# Directive
Please identify each line in the records below that contains the word "head", and copy those lines out in full.

_ _ _ _ _

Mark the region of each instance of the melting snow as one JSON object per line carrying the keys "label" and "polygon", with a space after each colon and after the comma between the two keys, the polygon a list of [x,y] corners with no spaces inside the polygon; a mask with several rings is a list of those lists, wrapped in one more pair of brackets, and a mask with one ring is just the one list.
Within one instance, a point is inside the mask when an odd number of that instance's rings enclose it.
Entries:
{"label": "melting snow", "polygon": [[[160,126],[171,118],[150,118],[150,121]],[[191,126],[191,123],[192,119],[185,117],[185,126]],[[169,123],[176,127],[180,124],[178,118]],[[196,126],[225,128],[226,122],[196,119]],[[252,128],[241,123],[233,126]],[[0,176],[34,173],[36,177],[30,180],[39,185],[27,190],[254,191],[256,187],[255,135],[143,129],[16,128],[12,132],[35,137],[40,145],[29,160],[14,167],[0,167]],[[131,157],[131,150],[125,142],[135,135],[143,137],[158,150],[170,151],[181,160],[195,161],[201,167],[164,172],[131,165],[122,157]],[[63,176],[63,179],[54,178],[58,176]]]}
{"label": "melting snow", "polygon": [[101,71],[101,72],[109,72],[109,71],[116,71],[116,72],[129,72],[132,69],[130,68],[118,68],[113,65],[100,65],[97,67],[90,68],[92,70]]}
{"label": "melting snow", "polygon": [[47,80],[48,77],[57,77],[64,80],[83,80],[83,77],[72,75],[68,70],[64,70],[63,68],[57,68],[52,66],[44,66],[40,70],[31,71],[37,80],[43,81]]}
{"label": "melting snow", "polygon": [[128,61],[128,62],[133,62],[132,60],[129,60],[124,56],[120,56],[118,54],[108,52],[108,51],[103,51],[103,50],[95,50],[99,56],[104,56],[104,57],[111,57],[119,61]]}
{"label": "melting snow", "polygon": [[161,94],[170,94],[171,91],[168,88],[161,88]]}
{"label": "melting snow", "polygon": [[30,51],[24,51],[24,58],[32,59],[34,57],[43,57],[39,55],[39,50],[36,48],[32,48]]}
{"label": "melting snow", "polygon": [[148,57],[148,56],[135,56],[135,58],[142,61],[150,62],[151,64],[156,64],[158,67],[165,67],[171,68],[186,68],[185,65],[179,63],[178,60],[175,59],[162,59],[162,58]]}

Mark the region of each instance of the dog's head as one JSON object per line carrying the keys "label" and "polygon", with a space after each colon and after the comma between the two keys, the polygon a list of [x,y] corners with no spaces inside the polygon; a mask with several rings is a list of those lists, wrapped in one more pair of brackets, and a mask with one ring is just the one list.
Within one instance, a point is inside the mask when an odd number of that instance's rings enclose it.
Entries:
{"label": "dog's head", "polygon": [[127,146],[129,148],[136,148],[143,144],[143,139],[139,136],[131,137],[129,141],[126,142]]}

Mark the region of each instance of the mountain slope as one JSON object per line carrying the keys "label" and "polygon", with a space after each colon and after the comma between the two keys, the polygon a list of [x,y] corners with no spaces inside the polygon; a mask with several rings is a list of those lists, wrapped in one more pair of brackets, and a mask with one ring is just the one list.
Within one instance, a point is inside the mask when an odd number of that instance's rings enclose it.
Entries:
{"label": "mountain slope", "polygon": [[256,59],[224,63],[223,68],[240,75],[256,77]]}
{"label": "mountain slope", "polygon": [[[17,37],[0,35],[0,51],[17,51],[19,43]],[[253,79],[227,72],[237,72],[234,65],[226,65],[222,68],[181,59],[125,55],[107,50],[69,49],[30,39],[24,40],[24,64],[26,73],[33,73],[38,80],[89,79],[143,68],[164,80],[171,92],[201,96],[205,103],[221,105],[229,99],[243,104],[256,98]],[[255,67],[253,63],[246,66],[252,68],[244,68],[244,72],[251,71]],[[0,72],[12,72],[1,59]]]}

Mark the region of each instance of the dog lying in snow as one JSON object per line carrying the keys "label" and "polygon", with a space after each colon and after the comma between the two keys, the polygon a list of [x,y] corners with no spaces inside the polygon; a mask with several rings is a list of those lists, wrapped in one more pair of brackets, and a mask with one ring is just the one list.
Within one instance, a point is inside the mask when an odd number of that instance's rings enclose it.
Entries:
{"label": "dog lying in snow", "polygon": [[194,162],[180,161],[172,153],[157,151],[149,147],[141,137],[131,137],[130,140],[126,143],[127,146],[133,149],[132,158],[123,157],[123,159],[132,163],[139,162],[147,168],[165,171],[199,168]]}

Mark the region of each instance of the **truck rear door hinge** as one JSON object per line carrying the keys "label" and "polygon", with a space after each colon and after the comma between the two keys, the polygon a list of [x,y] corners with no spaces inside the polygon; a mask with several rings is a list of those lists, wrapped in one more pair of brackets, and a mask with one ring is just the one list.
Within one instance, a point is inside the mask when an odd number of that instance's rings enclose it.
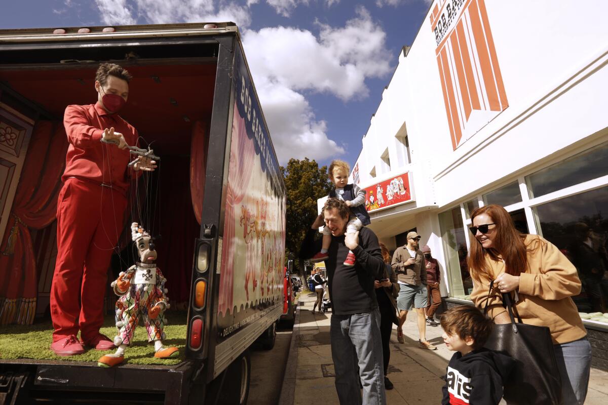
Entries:
{"label": "truck rear door hinge", "polygon": [[25,386],[27,381],[27,373],[0,375],[0,405],[16,404],[19,390]]}

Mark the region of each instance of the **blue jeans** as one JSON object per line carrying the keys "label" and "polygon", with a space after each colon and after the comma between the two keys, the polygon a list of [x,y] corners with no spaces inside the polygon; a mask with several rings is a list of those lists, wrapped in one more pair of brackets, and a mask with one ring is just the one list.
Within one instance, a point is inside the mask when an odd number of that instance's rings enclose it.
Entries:
{"label": "blue jeans", "polygon": [[[330,336],[340,405],[385,405],[378,310],[332,315]],[[362,401],[359,381],[363,386]]]}
{"label": "blue jeans", "polygon": [[562,404],[582,405],[591,370],[591,345],[587,336],[553,345],[562,380]]}

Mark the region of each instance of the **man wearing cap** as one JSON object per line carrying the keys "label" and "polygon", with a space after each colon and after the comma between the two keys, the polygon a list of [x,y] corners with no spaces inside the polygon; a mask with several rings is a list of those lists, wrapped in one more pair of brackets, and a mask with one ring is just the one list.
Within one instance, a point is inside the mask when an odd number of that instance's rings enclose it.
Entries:
{"label": "man wearing cap", "polygon": [[[426,289],[429,291],[429,295],[426,304],[426,323],[431,326],[437,326],[439,325],[435,321],[435,311],[437,310],[439,304],[441,303],[441,293],[439,290],[439,282],[441,279],[441,274],[439,272],[439,264],[437,259],[433,258],[430,256],[430,248],[428,245],[422,247],[420,250],[424,255],[426,259]],[[431,298],[433,303],[431,304]]]}
{"label": "man wearing cap", "polygon": [[426,288],[426,259],[418,248],[420,236],[415,232],[407,234],[407,243],[397,248],[393,254],[391,265],[397,274],[399,282],[399,297],[397,298],[397,310],[399,311],[399,328],[397,340],[404,343],[402,327],[407,317],[407,311],[412,305],[418,315],[418,327],[420,333],[418,343],[424,349],[437,350],[437,347],[426,340],[426,323],[424,310],[428,302]]}

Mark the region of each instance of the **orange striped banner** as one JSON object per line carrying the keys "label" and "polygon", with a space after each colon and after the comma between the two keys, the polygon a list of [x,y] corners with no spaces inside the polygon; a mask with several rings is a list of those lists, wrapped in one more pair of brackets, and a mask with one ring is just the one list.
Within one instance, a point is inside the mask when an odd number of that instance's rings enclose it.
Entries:
{"label": "orange striped banner", "polygon": [[509,103],[485,0],[437,0],[429,20],[455,150]]}

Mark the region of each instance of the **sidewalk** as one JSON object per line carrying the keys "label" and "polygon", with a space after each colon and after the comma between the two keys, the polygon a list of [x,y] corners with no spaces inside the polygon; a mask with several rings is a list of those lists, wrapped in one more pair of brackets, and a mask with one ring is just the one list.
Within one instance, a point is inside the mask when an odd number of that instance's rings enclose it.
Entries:
{"label": "sidewalk", "polygon": [[[309,405],[321,401],[323,405],[339,404],[334,386],[333,362],[330,346],[331,311],[311,313],[316,297],[302,294],[294,326],[289,358],[281,392],[280,405]],[[390,362],[387,377],[395,389],[387,391],[389,405],[398,404],[437,405],[441,403],[440,378],[453,352],[441,338],[440,326],[427,325],[427,339],[437,350],[422,349],[418,344],[418,328],[413,313],[403,325],[406,342],[397,342],[396,329],[391,338]],[[411,319],[410,317],[411,316]],[[608,403],[608,373],[591,370],[586,405]]]}

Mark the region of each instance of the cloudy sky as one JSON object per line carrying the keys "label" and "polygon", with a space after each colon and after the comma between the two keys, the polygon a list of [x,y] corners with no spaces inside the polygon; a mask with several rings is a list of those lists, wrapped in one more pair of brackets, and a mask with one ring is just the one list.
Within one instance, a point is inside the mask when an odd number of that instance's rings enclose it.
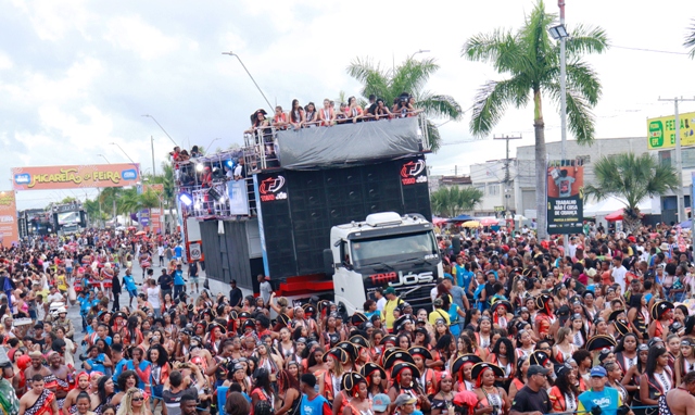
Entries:
{"label": "cloudy sky", "polygon": [[[695,61],[683,39],[695,18],[692,0],[624,2],[567,0],[567,23],[606,29],[614,48],[589,58],[604,85],[595,109],[597,137],[645,136],[646,118],[673,112],[659,97],[693,97]],[[345,73],[356,56],[390,66],[418,50],[441,70],[428,88],[470,108],[477,88],[498,79],[486,64],[460,58],[466,39],[516,28],[532,0],[497,1],[83,1],[0,0],[0,189],[10,168],[112,163],[128,155],[159,169],[173,144],[241,143],[249,114],[266,108],[233,51],[270,102],[290,105],[353,95]],[[555,2],[546,8],[557,10]],[[620,47],[620,48],[619,48]],[[657,53],[623,48],[652,49]],[[683,103],[681,111],[695,111]],[[546,137],[559,139],[559,117],[545,104]],[[441,127],[445,142],[471,139],[469,114]],[[494,134],[522,134],[530,144],[532,109],[510,110]],[[504,158],[504,142],[443,147],[430,158],[434,174],[467,172],[471,163]],[[90,192],[89,194],[93,194]],[[18,208],[42,208],[84,191],[21,192]]]}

_ _ _ _ _

# Solution for this problem
Mark the region of each instance of the dog's head as one JSON object per line carrying the keys "label" and "polygon", with a space after each colon and after the comma between the two keys, the polygon a list of [x,y] corners with no spaces inside the polygon; a mask with several rings is a list of those lists, wrapped in one more pair of brackets, and a mask with one ring is just the one list.
{"label": "dog's head", "polygon": [[127,146],[129,148],[136,148],[143,144],[143,139],[139,136],[131,137],[129,141],[126,142]]}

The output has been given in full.